Dataset entries:
::::::::::

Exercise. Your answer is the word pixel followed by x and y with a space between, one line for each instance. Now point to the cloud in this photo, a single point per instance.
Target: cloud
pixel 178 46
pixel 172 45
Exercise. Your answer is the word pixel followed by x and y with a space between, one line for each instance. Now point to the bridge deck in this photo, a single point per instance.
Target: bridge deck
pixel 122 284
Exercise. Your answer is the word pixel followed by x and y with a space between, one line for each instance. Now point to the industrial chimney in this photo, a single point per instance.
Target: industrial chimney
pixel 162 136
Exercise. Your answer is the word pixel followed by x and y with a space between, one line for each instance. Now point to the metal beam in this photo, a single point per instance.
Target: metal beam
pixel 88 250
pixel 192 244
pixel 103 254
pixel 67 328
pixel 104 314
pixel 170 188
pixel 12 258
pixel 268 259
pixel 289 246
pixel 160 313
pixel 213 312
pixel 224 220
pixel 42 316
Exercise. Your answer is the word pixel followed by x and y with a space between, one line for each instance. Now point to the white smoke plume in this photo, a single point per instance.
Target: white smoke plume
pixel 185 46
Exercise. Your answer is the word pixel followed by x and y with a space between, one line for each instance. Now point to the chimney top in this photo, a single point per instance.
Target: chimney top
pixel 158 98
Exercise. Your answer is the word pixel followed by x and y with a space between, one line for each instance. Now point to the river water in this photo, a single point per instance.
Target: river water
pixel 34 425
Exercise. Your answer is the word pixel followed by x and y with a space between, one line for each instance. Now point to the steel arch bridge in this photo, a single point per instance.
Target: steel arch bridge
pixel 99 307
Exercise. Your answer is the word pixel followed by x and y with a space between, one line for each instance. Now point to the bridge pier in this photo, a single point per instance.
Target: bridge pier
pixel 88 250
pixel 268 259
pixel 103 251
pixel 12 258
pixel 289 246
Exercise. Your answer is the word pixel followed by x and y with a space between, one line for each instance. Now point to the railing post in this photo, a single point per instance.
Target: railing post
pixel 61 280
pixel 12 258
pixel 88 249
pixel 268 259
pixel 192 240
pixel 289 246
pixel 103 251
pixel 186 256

::::::::::

Task description: Write all the data out again, exactly.

Problem solution:
Exercise. Your answer is the word pixel followed by x and y with a space between, one line for each instance. Now point to the cloud in this photo, a single point per instance.
Target: cloud
pixel 178 46
pixel 172 45
Exercise. Your answer is the word pixel followed by x and y with a space between, one line for each instance. Now point to the bridge deck in this photo, a single point per instance.
Target: bridge deck
pixel 122 284
Exercise. Your answer is the word pixel followed by x and y with a space between, one line for each instance. Now point to the industrial chimney in this photo, a single point per instance.
Target: industrial chimney
pixel 162 136
Exercise. Your answer is the word pixel followed by x and y with a space between, one line for each instance. Now point to the metal beam in this photo, a single point per instance.
Target: metal beam
pixel 88 250
pixel 192 244
pixel 103 254
pixel 67 328
pixel 104 314
pixel 170 188
pixel 12 258
pixel 268 259
pixel 289 246
pixel 160 313
pixel 213 312
pixel 224 220
pixel 42 316
Exercise. Your answer is the word pixel followed by x and y with a space between, one line for each instance. Now point to the white smoke plume in this photo, a single point per instance.
Target: white smoke plume
pixel 185 46
Exercise. Your answer is the word pixel followed by x and y with a space between, one line for each instance. Now point to the chimney top in this photo, a single point per instance.
Target: chimney top
pixel 158 98
Exercise. Your answer is the word pixel followed by x and y with a space between, one line for each instance. Now point to the river water in this photo, a single point per instance.
Target: river water
pixel 34 425
Exercise. Your answer is the word pixel followed by x and y with a space between, one line for each instance. Now point to the steel arch bridge in this photo, a single point per instance.
Target: steel arch bridge
pixel 99 307
Exercise. Your answer is the word pixel followed by x and y with a space between, one line for each instance. Now point to the bridge pier in this photo, a single point per instance.
Target: bridge pier
pixel 88 250
pixel 268 259
pixel 103 251
pixel 12 258
pixel 289 246
Exercise. Your answer is the word pixel followed by x and y with a space between, one line for each instance. Now point to the railing post in this photo, a single point per instance.
Target: railing post
pixel 61 280
pixel 12 258
pixel 88 249
pixel 268 259
pixel 192 240
pixel 289 246
pixel 103 251
pixel 186 256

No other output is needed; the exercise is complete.